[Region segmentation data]
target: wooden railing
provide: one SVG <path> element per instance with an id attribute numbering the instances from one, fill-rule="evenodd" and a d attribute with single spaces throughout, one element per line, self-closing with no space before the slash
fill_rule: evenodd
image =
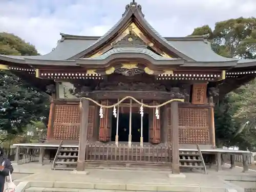
<path id="1" fill-rule="evenodd" d="M 231 160 L 231 156 L 233 155 L 234 157 L 234 160 L 236 162 L 242 163 L 243 162 L 243 155 L 241 154 L 222 154 L 222 158 L 223 161 L 226 163 L 230 163 Z M 251 154 L 248 154 L 247 155 L 247 163 L 249 165 L 254 164 L 254 158 L 252 156 Z"/>
<path id="2" fill-rule="evenodd" d="M 91 144 L 86 147 L 87 162 L 170 164 L 170 146 L 126 144 Z"/>
<path id="3" fill-rule="evenodd" d="M 38 160 L 39 150 L 36 148 L 22 148 L 19 155 L 22 159 L 18 162 L 19 164 L 28 163 Z"/>
<path id="4" fill-rule="evenodd" d="M 55 162 L 57 159 L 58 155 L 59 155 L 59 151 L 60 150 L 60 148 L 61 148 L 62 142 L 63 142 L 63 140 L 62 140 L 60 141 L 60 142 L 59 143 L 59 147 L 58 147 L 58 150 L 57 150 L 57 152 L 56 153 L 55 157 L 54 157 L 54 160 L 53 160 L 53 163 L 52 163 L 52 170 L 54 169 L 54 168 L 55 167 Z"/>
<path id="5" fill-rule="evenodd" d="M 198 151 L 198 153 L 199 154 L 199 157 L 200 158 L 200 159 L 202 161 L 202 165 L 203 166 L 204 174 L 207 174 L 207 173 L 206 171 L 206 166 L 205 166 L 205 163 L 204 163 L 204 158 L 203 157 L 203 155 L 202 155 L 202 152 L 200 150 L 200 148 L 199 147 L 199 145 L 197 144 L 197 150 Z"/>

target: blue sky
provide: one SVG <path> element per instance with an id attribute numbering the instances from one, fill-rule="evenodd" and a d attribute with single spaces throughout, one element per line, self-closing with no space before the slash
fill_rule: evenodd
<path id="1" fill-rule="evenodd" d="M 132 0 L 0 0 L 0 32 L 14 33 L 41 54 L 56 47 L 59 33 L 102 35 Z M 163 36 L 183 36 L 203 25 L 256 17 L 256 0 L 137 0 Z"/>

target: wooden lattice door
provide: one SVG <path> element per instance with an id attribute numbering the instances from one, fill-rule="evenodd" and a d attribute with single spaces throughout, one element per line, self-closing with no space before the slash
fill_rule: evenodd
<path id="1" fill-rule="evenodd" d="M 91 141 L 93 137 L 95 111 L 95 106 L 90 106 L 88 115 L 88 126 L 87 128 L 87 140 L 89 141 Z"/>
<path id="2" fill-rule="evenodd" d="M 101 101 L 101 104 L 109 105 L 108 100 Z M 99 141 L 108 142 L 111 138 L 112 113 L 111 109 L 102 108 L 103 118 L 100 119 Z"/>
<path id="3" fill-rule="evenodd" d="M 158 104 L 156 101 L 153 105 Z M 159 109 L 159 114 L 160 116 L 160 110 Z M 156 108 L 150 109 L 149 112 L 150 142 L 153 144 L 159 144 L 161 142 L 160 119 L 156 116 Z M 160 116 L 161 117 L 161 116 Z"/>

Your goal —
Reproduce the entries word for word, from the line containing "target: blue sky" through the line containing "59 33 L 102", both lines included.

Complete answer —
target: blue sky
provide: one SVG <path> element per instance with an id attribute numbering the instances from one, fill-rule="evenodd" and a d attribute with single spaces throughout, one element per line, self-closing with no space before the slash
fill_rule: evenodd
<path id="1" fill-rule="evenodd" d="M 132 0 L 0 0 L 0 32 L 14 33 L 41 54 L 56 47 L 59 33 L 102 35 Z M 163 36 L 183 36 L 203 25 L 256 17 L 256 0 L 137 0 Z"/>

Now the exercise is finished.